Records for bounding box labeling
● ● ●
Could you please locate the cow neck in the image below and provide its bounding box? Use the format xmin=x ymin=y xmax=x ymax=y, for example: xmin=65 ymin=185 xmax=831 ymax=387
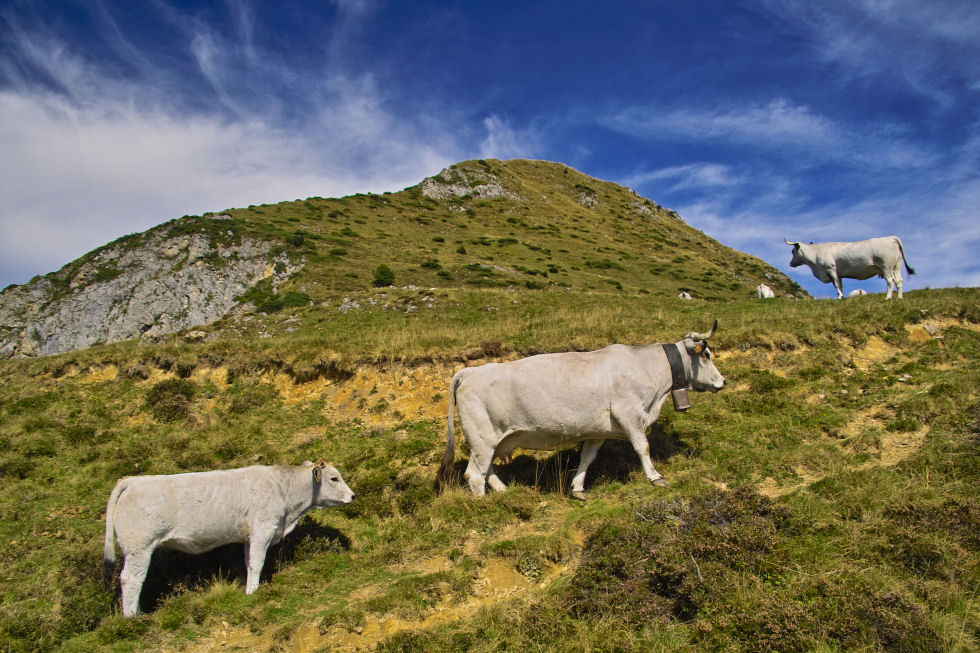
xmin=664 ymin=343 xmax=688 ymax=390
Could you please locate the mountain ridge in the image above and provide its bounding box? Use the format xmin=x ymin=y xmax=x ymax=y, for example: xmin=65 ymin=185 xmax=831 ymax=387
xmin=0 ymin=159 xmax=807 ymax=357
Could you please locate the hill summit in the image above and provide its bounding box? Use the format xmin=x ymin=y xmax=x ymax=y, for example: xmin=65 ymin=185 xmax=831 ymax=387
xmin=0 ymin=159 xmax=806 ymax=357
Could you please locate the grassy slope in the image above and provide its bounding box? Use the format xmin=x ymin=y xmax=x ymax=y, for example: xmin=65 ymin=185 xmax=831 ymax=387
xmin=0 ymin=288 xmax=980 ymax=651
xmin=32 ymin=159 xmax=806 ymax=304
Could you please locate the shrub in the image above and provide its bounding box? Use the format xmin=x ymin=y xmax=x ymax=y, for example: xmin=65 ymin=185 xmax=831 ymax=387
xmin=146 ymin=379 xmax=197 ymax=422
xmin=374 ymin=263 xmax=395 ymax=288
● ● ●
REQUIREMENTS:
Express every line of the records above as a JSON list of strings, one string per line, with blank lines and the pictures left out.

RIGHT ANSWER:
[
  "Could you please locate the cow neck in the image below and provide its bounding box? Use the format xmin=x ymin=y xmax=x ymax=y, for example: xmin=65 ymin=185 xmax=831 ymax=387",
  "xmin=664 ymin=343 xmax=688 ymax=390",
  "Could you please locate the mountain ridge in the image above and provide its bounding box? Use the format xmin=x ymin=y xmax=x ymax=y, for example: xmin=65 ymin=185 xmax=831 ymax=387",
  "xmin=0 ymin=159 xmax=807 ymax=357",
  "Could you please locate the hill summit in the image above and provide its bounding box? Use the format xmin=x ymin=y xmax=x ymax=y, for example: xmin=65 ymin=185 xmax=831 ymax=387",
  "xmin=0 ymin=159 xmax=806 ymax=357",
  "Could you please locate the grassy slope in the image above and provide its bounding box? Use the format xmin=x ymin=y xmax=x ymax=y, for example: xmin=65 ymin=185 xmax=831 ymax=387",
  "xmin=0 ymin=288 xmax=980 ymax=651",
  "xmin=32 ymin=159 xmax=806 ymax=304",
  "Could you please locate the shrub in the image above and provide its bounding box? Use the format xmin=x ymin=y xmax=x ymax=y, for example: xmin=65 ymin=185 xmax=831 ymax=387",
  "xmin=146 ymin=379 xmax=197 ymax=422",
  "xmin=374 ymin=263 xmax=395 ymax=288"
]